Crystal S. Anderson, PhD
While collaboration is a huge part of digital humanities, is it the only way to do DH? If you are working on a digital humanities project by yourself, does it count as DH?
I thought about these questions during the NITLE seminar, “Race and the Digital Humanities,” presented by Adeline Koh yesterday. During the Q&A, Roopika Risam tweeted, “Q. How to deal w/ collaborative backlash. AK makes excellent pt: even single-authored monographs are collaborative.” To provide context, she explained that in a previous Twitter discussion, several people challenged the notion that digital humanities projects should be collaborative projects. Some of the responses during the chat seemed to support the notion that all DH projects are large-scale projects that require collaboration. Dorothy Kim stated, “Well, it’s kind of hard to do all that work without being collaborative.” Julian Chambliss added, “There is also the assumption that these project involve ‘big data’ in the project.”
However, during her presentation, Koh cited Matt Kirschenbaum‘s definition of digital humanities: “At its core, then, digital humanities is more akin to a common methodological tool than an investment in any one specific set of texts or even technologies” (Koh, “Introduction”). This definition does not say anything about the size of the project where technology is used in a humanist, scholarly endeavor.
Surely, large-scale digital humanities projects invite collaboration. There is no way the project I manage, KPOPIANA, which collects and organizes information of Korean popular music, could be done by one person. That is why there are several dedicated people working on the project! 😀 However, I’m also working solo on iFans: Mapping Kpop’s International Fandom, a more specific project that examines K-pop Internet fan culture through case studies of 12 K-pop groups. For context, over 400 K-pop groups have debut since the early 1990s. I’m not interested in documenting fan production and activity for 400 groups (although someone should!). I’m interested in the fan production and attitudes of the 12 groups I’ve chosen for the case studies. This is a smaller, more targeted project. I kinda like working on that by myself. Does it mean that’s not a digital humanities project?

# Exercise 1:
Answer these questions about the digital humanities post:
(a) Who presented the NITLE seminar "Race and the Digital Humanities"?
(b) What does KPOPIANA collect and organize?
(c) How many K-pop groups does the iFans project use as case studies?
# Exercise 2:
Duplicate the section of the digital humanities post starting at "However, during her" and ending at "humanist, scholarly endeavor.".
The material after the digital humanities post is separate from it.

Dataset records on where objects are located
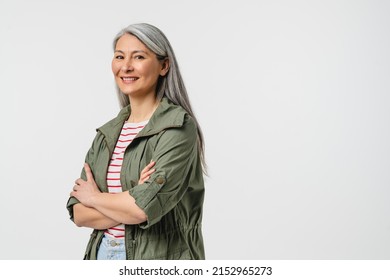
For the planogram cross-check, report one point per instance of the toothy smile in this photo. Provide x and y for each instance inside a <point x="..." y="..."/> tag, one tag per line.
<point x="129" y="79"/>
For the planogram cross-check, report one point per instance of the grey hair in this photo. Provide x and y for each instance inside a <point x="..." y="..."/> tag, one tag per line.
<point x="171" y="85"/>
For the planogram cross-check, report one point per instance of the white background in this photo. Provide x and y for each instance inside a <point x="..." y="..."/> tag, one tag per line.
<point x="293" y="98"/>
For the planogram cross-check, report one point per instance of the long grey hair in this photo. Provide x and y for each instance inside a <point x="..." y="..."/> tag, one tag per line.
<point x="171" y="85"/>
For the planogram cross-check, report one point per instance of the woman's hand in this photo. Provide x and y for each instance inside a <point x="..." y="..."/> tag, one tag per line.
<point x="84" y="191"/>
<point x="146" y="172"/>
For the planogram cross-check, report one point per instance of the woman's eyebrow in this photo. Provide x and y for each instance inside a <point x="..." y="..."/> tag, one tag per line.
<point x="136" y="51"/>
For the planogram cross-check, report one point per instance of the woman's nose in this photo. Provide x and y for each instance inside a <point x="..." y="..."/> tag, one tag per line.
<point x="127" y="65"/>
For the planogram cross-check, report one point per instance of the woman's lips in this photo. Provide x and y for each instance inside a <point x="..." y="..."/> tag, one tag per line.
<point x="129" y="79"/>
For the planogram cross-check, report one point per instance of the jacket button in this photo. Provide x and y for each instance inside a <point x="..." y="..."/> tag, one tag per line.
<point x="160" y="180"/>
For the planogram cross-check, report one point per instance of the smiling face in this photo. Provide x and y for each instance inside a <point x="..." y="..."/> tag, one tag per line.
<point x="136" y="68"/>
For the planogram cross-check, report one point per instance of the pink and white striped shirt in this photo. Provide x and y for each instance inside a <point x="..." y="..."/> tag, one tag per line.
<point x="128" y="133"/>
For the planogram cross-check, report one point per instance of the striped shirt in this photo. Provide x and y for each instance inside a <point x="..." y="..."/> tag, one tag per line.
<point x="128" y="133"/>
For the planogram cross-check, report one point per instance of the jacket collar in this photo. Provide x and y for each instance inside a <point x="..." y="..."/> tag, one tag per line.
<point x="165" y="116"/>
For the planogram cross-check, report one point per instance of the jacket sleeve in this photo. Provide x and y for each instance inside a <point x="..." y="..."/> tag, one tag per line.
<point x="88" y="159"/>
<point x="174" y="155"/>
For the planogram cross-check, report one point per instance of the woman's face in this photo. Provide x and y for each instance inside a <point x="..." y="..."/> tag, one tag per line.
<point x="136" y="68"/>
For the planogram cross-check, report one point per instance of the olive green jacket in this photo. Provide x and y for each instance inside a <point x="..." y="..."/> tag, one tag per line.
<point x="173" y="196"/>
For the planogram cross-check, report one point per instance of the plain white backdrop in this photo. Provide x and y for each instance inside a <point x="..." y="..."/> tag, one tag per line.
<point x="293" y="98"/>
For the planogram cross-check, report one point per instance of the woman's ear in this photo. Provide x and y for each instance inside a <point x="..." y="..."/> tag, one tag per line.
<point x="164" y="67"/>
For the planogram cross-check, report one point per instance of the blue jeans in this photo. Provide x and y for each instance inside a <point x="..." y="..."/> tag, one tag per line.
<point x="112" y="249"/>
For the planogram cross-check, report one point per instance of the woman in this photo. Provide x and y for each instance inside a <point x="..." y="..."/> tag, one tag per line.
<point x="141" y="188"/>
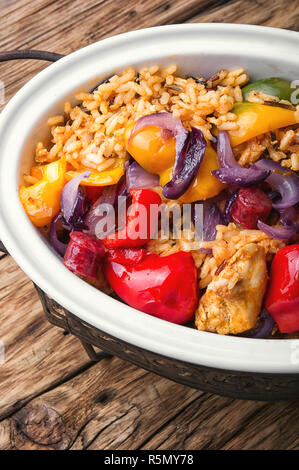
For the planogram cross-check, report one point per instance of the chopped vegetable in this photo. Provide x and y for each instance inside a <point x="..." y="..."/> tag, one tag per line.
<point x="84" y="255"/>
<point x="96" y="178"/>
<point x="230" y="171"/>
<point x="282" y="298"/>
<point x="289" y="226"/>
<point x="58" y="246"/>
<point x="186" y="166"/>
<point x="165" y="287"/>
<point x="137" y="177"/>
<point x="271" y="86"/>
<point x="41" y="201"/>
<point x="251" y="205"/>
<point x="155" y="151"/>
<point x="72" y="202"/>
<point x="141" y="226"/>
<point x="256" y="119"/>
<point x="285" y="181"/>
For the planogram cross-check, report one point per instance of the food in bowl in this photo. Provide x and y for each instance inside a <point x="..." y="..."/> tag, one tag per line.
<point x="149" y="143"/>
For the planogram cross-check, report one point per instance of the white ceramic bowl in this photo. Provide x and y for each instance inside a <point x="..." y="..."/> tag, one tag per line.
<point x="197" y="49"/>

# Final result 1:
(a) Adeline Koh
(b) Information of Korean popular music
(c) 12

# Final result 2:
However, during her presentation, Koh cited Matt Kirschenbaum‘s definition of digital humanities: “At its core, then, digital humanities is more akin to a common methodological tool than an investment in any one specific set of texts or even technologies” (Koh, “Introduction”). This definition does not say anything about the size of the project where technology is used in a humanist, scholarly endeavor.